▶ TEXT EXCERPT:
※ ※ ※

Winter is coming and one of the best ways to enjoy the cold snowy weather is to bundle up and go play in it, whatever age you are. Luckily you don’t need any special skills to enjoy the snow, indeed all you need is a sled. Tobogganing, sledding, whatever you want to call it is one of the most popular free winter activities that can put a huge smile on your face, no matter what age you are. Here in North America there are some pretty epic sledding hills that will shoot your down at colorful speeds and leave you breathless. Getting up is the only hard part here. From Ontario to Colorado to Halifax to Ottawa, we have rounded up the best 8 sledding hills in North America.

8. Firecracker Hill – Telluride, Colorado

This ski town is known for it’s awesome powder, incredible resorts and laid back feel but skiing just isn’t the only thing you can do here. The town may not have an official sledding park but one local hill is where to go to get your sled on. On the southern side of Telluride Town Park lies Firecracker Hill, follow the orange cones that the city puts out to mark the walking path to the hill. Don’t worry if you don’t have own your sled, the Telluride Nordic Center will rent you one for just a few bucks a day. You will find a mix of locals and visitors at this hill, riding anything from GT snow racers to saucers to mini snowboards. Obey the signs, recognize this is avalanche country and slide down this awesome hill in the ski town of Telluride.

※ ※ ※

▶ WHAT YOU ARE ASKED TO DO: Write out the sledding hills text word for word, starting with "8. Firecracker Hill" and going on through "town of Telluride.".

Stored dataset items
※ ※ ※

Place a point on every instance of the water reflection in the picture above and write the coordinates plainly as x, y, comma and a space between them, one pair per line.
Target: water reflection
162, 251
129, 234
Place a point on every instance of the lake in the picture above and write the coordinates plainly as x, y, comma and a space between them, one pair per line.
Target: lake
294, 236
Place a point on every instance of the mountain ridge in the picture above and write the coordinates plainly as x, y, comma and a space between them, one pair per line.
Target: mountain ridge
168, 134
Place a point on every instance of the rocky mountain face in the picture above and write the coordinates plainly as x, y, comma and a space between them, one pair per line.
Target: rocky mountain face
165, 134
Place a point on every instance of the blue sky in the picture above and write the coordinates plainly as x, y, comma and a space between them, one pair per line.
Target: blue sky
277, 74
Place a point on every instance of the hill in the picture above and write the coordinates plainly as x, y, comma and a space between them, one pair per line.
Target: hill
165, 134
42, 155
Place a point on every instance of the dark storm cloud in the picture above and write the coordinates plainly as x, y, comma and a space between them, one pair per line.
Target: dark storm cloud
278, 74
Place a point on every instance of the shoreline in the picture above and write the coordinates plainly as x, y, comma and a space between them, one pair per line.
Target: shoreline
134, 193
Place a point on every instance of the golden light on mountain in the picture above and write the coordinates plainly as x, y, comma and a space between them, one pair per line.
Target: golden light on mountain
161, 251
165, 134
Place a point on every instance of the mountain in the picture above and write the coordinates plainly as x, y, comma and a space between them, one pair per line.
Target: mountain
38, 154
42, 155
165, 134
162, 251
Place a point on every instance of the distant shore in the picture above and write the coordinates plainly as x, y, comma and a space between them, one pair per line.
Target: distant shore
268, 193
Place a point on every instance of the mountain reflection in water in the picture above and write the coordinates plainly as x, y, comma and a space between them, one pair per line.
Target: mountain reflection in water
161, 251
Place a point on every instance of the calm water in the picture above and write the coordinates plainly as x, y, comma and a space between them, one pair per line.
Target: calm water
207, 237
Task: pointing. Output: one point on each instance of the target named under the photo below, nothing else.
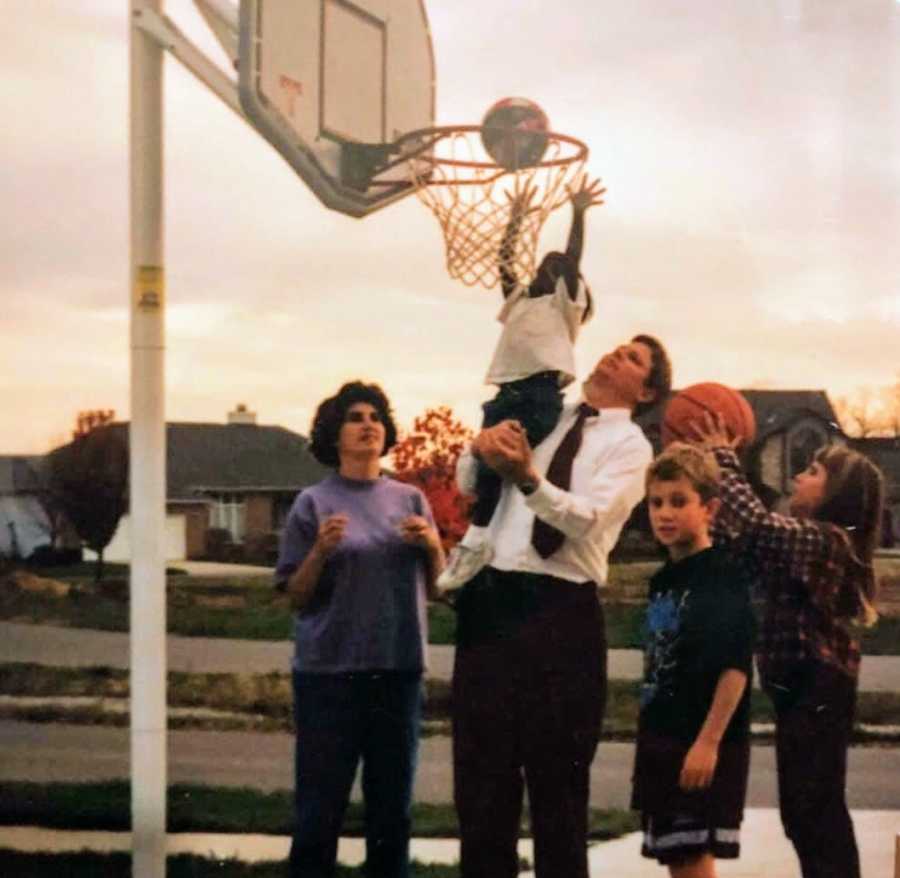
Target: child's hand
(699, 766)
(710, 432)
(586, 193)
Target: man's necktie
(545, 538)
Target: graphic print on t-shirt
(664, 628)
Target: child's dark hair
(332, 413)
(854, 500)
(659, 380)
(699, 467)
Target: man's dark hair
(332, 413)
(660, 378)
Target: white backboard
(327, 82)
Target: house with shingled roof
(239, 477)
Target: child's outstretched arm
(520, 206)
(700, 762)
(584, 194)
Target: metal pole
(147, 449)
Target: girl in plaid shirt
(818, 580)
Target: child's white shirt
(539, 334)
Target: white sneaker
(464, 562)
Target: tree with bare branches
(88, 479)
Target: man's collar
(607, 414)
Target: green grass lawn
(245, 609)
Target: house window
(281, 506)
(229, 512)
(803, 443)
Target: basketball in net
(514, 133)
(690, 404)
(470, 175)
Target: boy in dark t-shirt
(693, 748)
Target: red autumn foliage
(91, 420)
(426, 457)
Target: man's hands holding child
(505, 449)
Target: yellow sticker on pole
(149, 287)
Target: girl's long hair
(854, 500)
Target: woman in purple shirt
(359, 558)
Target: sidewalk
(80, 647)
(765, 851)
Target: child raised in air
(534, 359)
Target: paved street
(58, 752)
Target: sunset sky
(751, 149)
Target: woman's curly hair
(332, 413)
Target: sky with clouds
(751, 149)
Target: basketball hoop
(470, 194)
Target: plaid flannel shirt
(809, 573)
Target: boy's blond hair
(698, 466)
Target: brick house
(239, 477)
(790, 426)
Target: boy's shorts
(680, 825)
(678, 838)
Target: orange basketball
(689, 405)
(514, 133)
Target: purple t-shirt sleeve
(297, 540)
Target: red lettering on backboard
(294, 90)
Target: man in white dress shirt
(529, 684)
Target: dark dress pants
(529, 689)
(812, 737)
(340, 720)
(535, 402)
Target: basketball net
(472, 197)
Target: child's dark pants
(535, 402)
(812, 737)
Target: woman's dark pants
(340, 720)
(529, 689)
(812, 737)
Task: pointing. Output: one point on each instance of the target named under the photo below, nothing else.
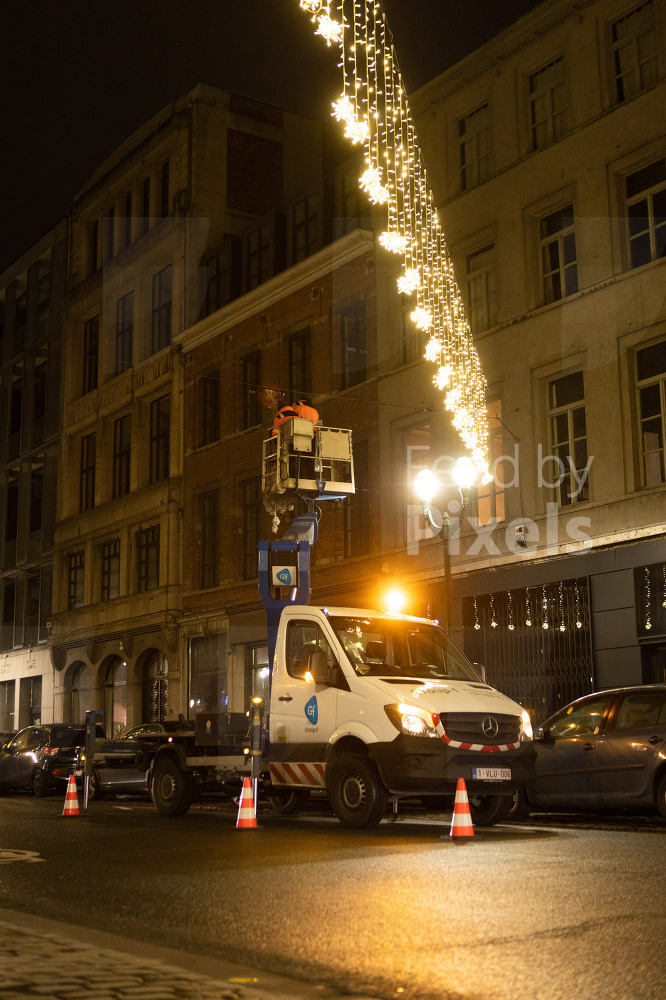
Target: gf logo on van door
(311, 710)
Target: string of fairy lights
(374, 111)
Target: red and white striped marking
(461, 821)
(487, 748)
(295, 773)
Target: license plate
(491, 773)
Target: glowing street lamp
(426, 486)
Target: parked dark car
(604, 751)
(41, 758)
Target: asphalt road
(533, 910)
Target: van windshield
(384, 647)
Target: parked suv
(604, 751)
(41, 758)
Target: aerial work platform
(303, 459)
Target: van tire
(486, 810)
(356, 793)
(172, 790)
(661, 796)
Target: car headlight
(411, 721)
(525, 727)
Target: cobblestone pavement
(50, 966)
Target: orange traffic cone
(71, 799)
(247, 814)
(461, 821)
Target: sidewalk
(52, 961)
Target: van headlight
(411, 721)
(525, 727)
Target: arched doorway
(75, 694)
(115, 698)
(155, 698)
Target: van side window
(303, 638)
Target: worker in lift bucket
(299, 466)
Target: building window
(160, 438)
(16, 404)
(557, 255)
(651, 385)
(7, 698)
(110, 554)
(547, 104)
(161, 316)
(209, 506)
(32, 608)
(128, 218)
(8, 613)
(124, 332)
(251, 490)
(474, 146)
(87, 472)
(90, 354)
(208, 674)
(482, 289)
(94, 246)
(39, 396)
(300, 364)
(490, 497)
(305, 233)
(251, 382)
(258, 256)
(122, 447)
(353, 345)
(568, 434)
(12, 506)
(164, 200)
(110, 233)
(357, 508)
(36, 496)
(145, 205)
(209, 407)
(115, 699)
(148, 549)
(75, 580)
(635, 60)
(646, 213)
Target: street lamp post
(426, 485)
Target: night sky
(78, 76)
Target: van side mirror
(481, 670)
(320, 670)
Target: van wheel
(172, 790)
(661, 796)
(94, 787)
(357, 795)
(519, 809)
(486, 810)
(289, 801)
(39, 789)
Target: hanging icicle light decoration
(560, 603)
(544, 606)
(579, 623)
(648, 609)
(375, 113)
(528, 608)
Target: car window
(642, 710)
(581, 720)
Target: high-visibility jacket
(308, 412)
(283, 414)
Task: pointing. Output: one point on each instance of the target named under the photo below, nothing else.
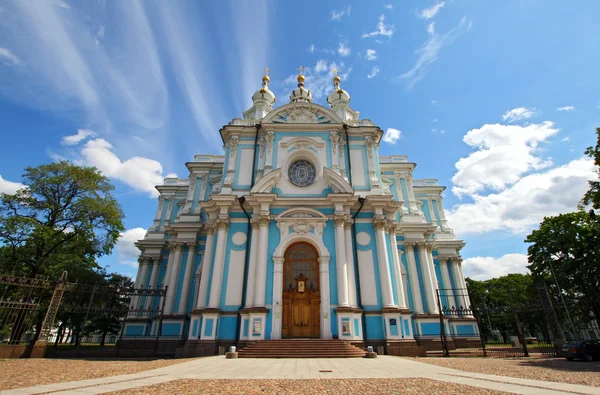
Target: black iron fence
(508, 329)
(56, 318)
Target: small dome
(338, 95)
(300, 94)
(264, 93)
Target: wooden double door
(301, 294)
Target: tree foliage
(592, 196)
(567, 247)
(64, 219)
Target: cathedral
(300, 230)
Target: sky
(496, 99)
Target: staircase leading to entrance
(301, 348)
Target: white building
(338, 241)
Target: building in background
(301, 230)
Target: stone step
(301, 348)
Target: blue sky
(497, 100)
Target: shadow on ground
(563, 365)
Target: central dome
(301, 94)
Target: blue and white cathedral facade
(300, 230)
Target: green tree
(592, 196)
(567, 246)
(64, 219)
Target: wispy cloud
(9, 186)
(8, 56)
(566, 108)
(430, 50)
(432, 11)
(383, 29)
(371, 54)
(391, 135)
(517, 114)
(373, 73)
(343, 50)
(81, 135)
(337, 15)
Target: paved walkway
(381, 367)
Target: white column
(414, 277)
(250, 289)
(459, 279)
(447, 283)
(333, 136)
(187, 278)
(216, 282)
(350, 263)
(397, 270)
(277, 292)
(174, 273)
(428, 279)
(269, 137)
(340, 260)
(208, 252)
(385, 278)
(325, 299)
(261, 263)
(153, 279)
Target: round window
(302, 173)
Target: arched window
(301, 258)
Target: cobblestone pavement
(18, 373)
(545, 369)
(301, 387)
(382, 374)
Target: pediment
(301, 213)
(302, 113)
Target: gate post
(39, 349)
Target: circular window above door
(302, 173)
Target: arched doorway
(301, 299)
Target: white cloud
(321, 66)
(566, 108)
(8, 55)
(142, 174)
(319, 79)
(9, 186)
(373, 73)
(371, 54)
(432, 11)
(343, 50)
(517, 114)
(523, 205)
(337, 15)
(383, 29)
(391, 135)
(127, 252)
(81, 135)
(486, 267)
(430, 50)
(504, 153)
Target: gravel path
(326, 386)
(546, 369)
(16, 373)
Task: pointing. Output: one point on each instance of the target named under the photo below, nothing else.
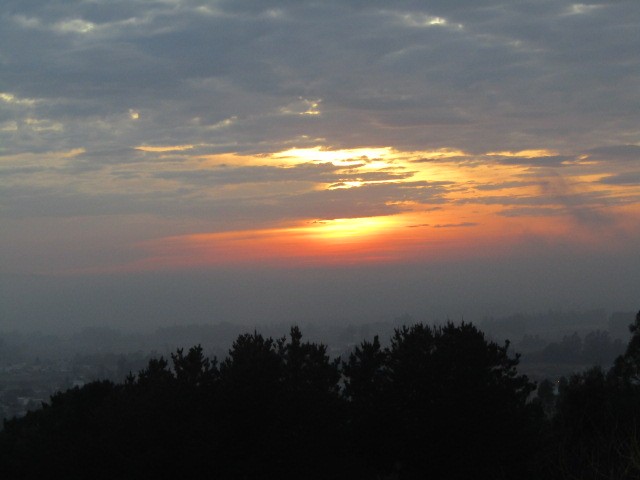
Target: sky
(183, 161)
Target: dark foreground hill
(442, 403)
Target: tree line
(437, 402)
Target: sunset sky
(184, 161)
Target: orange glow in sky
(433, 205)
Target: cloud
(630, 178)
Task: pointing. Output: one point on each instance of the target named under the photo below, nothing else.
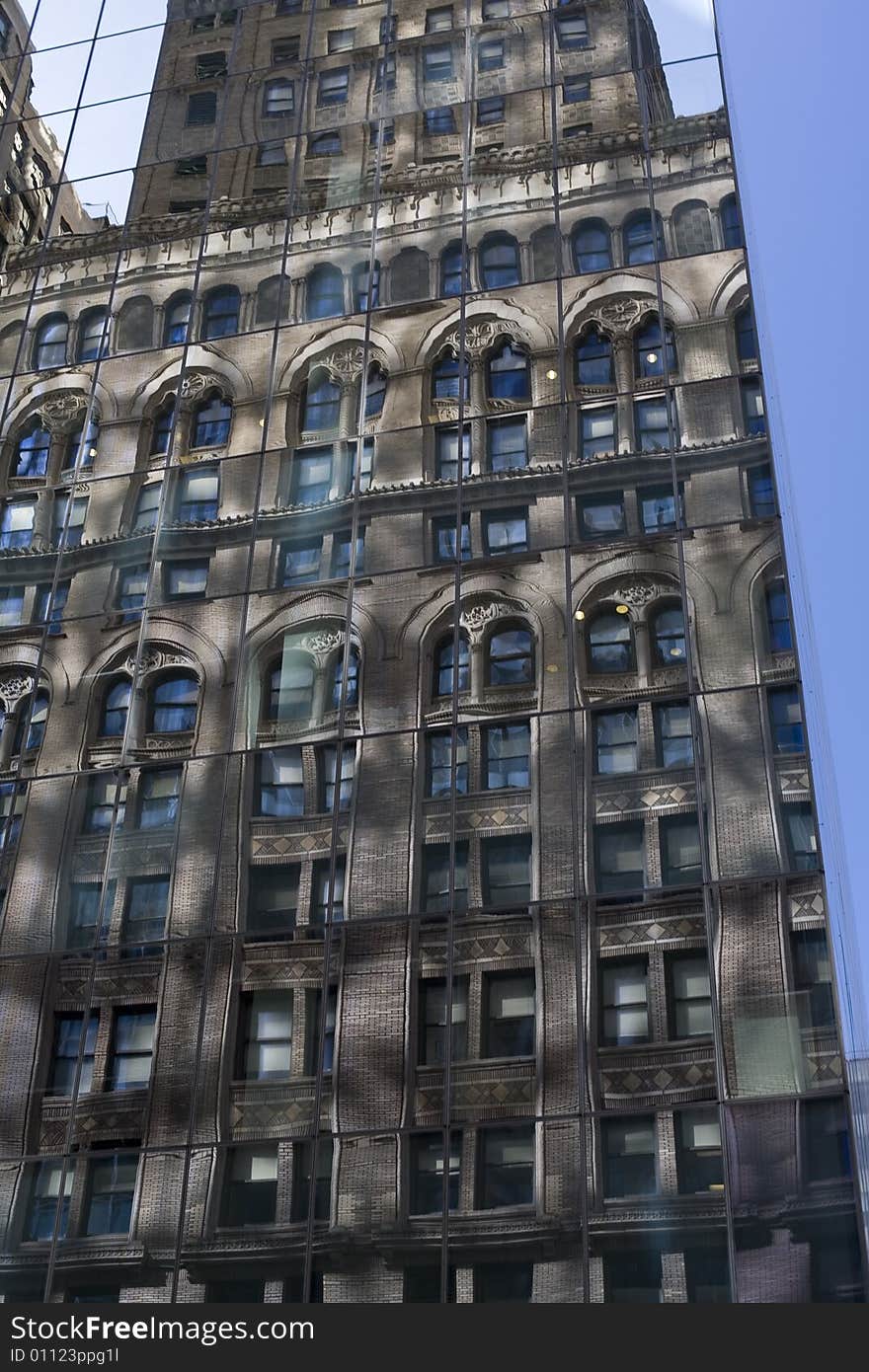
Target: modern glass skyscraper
(411, 882)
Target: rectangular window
(335, 785)
(672, 734)
(616, 741)
(158, 798)
(250, 1185)
(266, 1034)
(506, 1175)
(509, 1028)
(342, 549)
(601, 516)
(439, 20)
(576, 90)
(438, 62)
(272, 900)
(679, 850)
(813, 978)
(299, 562)
(312, 475)
(506, 531)
(132, 1048)
(69, 1029)
(49, 605)
(785, 715)
(147, 900)
(651, 431)
(690, 996)
(509, 755)
(619, 857)
(697, 1151)
(428, 1172)
(507, 443)
(333, 87)
(439, 121)
(573, 32)
(446, 452)
(760, 492)
(85, 913)
(46, 1206)
(445, 539)
(112, 1185)
(435, 878)
(623, 1003)
(433, 1021)
(598, 433)
(489, 110)
(507, 870)
(439, 763)
(629, 1157)
(802, 838)
(312, 1158)
(327, 897)
(200, 108)
(659, 510)
(103, 804)
(187, 579)
(489, 53)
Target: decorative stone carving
(323, 641)
(60, 414)
(621, 316)
(14, 689)
(475, 618)
(481, 338)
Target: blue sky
(794, 74)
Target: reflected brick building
(411, 878)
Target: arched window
(453, 273)
(731, 222)
(161, 433)
(643, 239)
(324, 292)
(375, 391)
(499, 263)
(778, 632)
(172, 704)
(81, 446)
(92, 335)
(611, 644)
(669, 637)
(116, 707)
(322, 405)
(220, 316)
(650, 350)
(509, 373)
(31, 727)
(443, 663)
(353, 679)
(49, 343)
(290, 689)
(692, 228)
(365, 287)
(510, 658)
(592, 246)
(746, 335)
(594, 358)
(178, 319)
(32, 450)
(449, 382)
(211, 420)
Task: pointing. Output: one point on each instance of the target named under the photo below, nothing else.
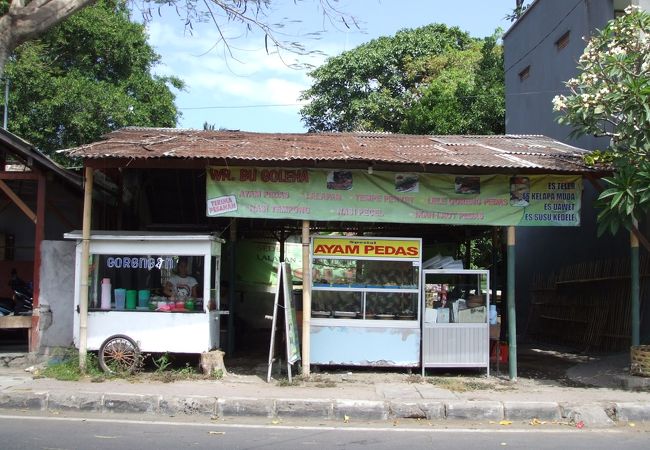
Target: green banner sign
(402, 197)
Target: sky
(244, 88)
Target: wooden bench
(13, 322)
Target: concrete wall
(57, 294)
(531, 42)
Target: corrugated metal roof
(30, 155)
(489, 152)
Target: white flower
(559, 102)
(617, 51)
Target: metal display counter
(365, 301)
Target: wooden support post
(85, 255)
(230, 348)
(634, 288)
(512, 316)
(306, 300)
(39, 234)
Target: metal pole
(306, 299)
(634, 277)
(512, 317)
(6, 116)
(85, 255)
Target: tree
(466, 95)
(24, 20)
(423, 80)
(611, 97)
(87, 76)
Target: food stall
(365, 301)
(455, 327)
(129, 308)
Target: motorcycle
(22, 301)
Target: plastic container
(120, 298)
(493, 314)
(131, 298)
(106, 294)
(143, 298)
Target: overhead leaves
(89, 75)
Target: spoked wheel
(119, 354)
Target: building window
(563, 41)
(524, 73)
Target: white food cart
(455, 327)
(137, 317)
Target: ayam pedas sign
(366, 248)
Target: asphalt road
(46, 431)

※ ※ ※

▶ RESPONSE TO THE TASK:
8. Firecracker Hill – Telluride, Colorado

This ski town is known for it’s awesome powder, incredible resorts and laid back feel but skiing just isn’t the only thing you can do here. The town may not have an official sledding park but one local hill is where to go to get your sled on. On the southern side of Telluride Town Park lies Firecracker Hill, follow the orange cones that the city puts out to mark the walking path to the hill. Don’t worry if you don’t have own your sled, the Telluride Nordic Center will rent you one for just a few bucks a day. You will find a mix of locals and visitors at this hill, riding anything from GT snow racers to saucers to mini snowboards. Obey the signs, recognize this is avalanche country and slide down this awesome hill in the ski town of Telluride.